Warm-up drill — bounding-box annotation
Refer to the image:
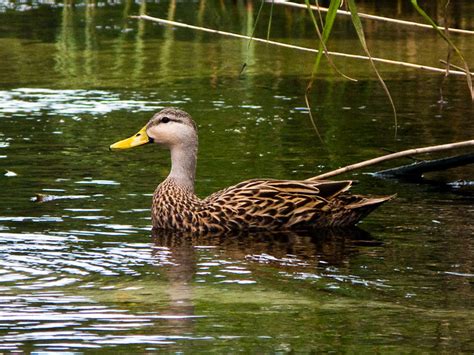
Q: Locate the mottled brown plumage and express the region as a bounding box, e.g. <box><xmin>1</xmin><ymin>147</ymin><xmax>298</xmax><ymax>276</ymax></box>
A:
<box><xmin>111</xmin><ymin>108</ymin><xmax>392</xmax><ymax>232</ymax></box>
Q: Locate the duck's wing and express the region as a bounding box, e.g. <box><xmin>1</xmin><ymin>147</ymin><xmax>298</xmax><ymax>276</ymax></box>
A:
<box><xmin>203</xmin><ymin>179</ymin><xmax>352</xmax><ymax>228</ymax></box>
<box><xmin>205</xmin><ymin>179</ymin><xmax>352</xmax><ymax>202</ymax></box>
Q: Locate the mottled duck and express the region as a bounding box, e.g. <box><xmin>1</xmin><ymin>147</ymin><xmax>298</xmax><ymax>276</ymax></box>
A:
<box><xmin>110</xmin><ymin>108</ymin><xmax>392</xmax><ymax>232</ymax></box>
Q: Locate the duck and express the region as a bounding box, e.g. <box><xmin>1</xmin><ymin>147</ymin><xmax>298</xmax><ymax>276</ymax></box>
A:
<box><xmin>110</xmin><ymin>107</ymin><xmax>394</xmax><ymax>233</ymax></box>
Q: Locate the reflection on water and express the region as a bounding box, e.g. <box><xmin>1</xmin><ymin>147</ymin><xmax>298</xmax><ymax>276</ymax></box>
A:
<box><xmin>0</xmin><ymin>229</ymin><xmax>383</xmax><ymax>350</ymax></box>
<box><xmin>0</xmin><ymin>0</ymin><xmax>474</xmax><ymax>353</ymax></box>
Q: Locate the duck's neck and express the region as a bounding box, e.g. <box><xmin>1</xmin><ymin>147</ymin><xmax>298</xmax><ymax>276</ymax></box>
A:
<box><xmin>168</xmin><ymin>144</ymin><xmax>197</xmax><ymax>193</ymax></box>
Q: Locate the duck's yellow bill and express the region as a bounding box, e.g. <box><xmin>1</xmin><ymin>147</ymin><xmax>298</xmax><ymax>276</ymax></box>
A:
<box><xmin>110</xmin><ymin>126</ymin><xmax>151</xmax><ymax>150</ymax></box>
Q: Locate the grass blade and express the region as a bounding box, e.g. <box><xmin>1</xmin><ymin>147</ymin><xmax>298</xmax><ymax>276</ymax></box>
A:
<box><xmin>347</xmin><ymin>0</ymin><xmax>398</xmax><ymax>137</ymax></box>
<box><xmin>411</xmin><ymin>0</ymin><xmax>474</xmax><ymax>101</ymax></box>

## Problem:
Please recast all of the data above as a JSON list of strings, with one string per line and no entries for blank lines. Leave the picture out.

## Result below:
[
  "Warm-up drill — bounding-box annotation",
  "Refer to the image:",
  "Q: Locate the mottled brown plumage and express the region as a bounding box, e.g. <box><xmin>1</xmin><ymin>147</ymin><xmax>298</xmax><ymax>276</ymax></box>",
  "A:",
  "<box><xmin>111</xmin><ymin>108</ymin><xmax>392</xmax><ymax>232</ymax></box>",
  "Q: Locate the duck's wing and express the region as a bounding box, e.g. <box><xmin>1</xmin><ymin>147</ymin><xmax>298</xmax><ymax>276</ymax></box>",
  "A:",
  "<box><xmin>203</xmin><ymin>179</ymin><xmax>352</xmax><ymax>228</ymax></box>",
  "<box><xmin>205</xmin><ymin>179</ymin><xmax>352</xmax><ymax>202</ymax></box>",
  "Q: Locate the mottled duck and express the region as a bounding box, e.g. <box><xmin>1</xmin><ymin>147</ymin><xmax>298</xmax><ymax>276</ymax></box>",
  "A:",
  "<box><xmin>110</xmin><ymin>108</ymin><xmax>392</xmax><ymax>232</ymax></box>",
  "Q: Locate the duck and express the region as a bounding box, e.g. <box><xmin>1</xmin><ymin>147</ymin><xmax>298</xmax><ymax>276</ymax></box>",
  "A:",
  "<box><xmin>110</xmin><ymin>107</ymin><xmax>394</xmax><ymax>233</ymax></box>",
  "Q: Locate the reflection on water and express the region as a bounding box, e.g. <box><xmin>1</xmin><ymin>147</ymin><xmax>298</xmax><ymax>276</ymax></box>",
  "A:",
  "<box><xmin>0</xmin><ymin>229</ymin><xmax>383</xmax><ymax>350</ymax></box>",
  "<box><xmin>0</xmin><ymin>0</ymin><xmax>474</xmax><ymax>353</ymax></box>",
  "Q: Locate the duck's neck and express the region as a bounding box, e.g. <box><xmin>1</xmin><ymin>147</ymin><xmax>298</xmax><ymax>276</ymax></box>",
  "A:",
  "<box><xmin>168</xmin><ymin>144</ymin><xmax>197</xmax><ymax>193</ymax></box>",
  "Q: Locate the duck's yellow bill and express the region as a bounding box, e.g. <box><xmin>1</xmin><ymin>147</ymin><xmax>298</xmax><ymax>276</ymax></box>",
  "A:",
  "<box><xmin>110</xmin><ymin>126</ymin><xmax>151</xmax><ymax>150</ymax></box>",
  "Q: Locate the grass blade and express the region as a bounding box, e.g. <box><xmin>1</xmin><ymin>147</ymin><xmax>298</xmax><ymax>276</ymax></box>",
  "A:",
  "<box><xmin>347</xmin><ymin>0</ymin><xmax>398</xmax><ymax>137</ymax></box>",
  "<box><xmin>411</xmin><ymin>0</ymin><xmax>474</xmax><ymax>101</ymax></box>"
]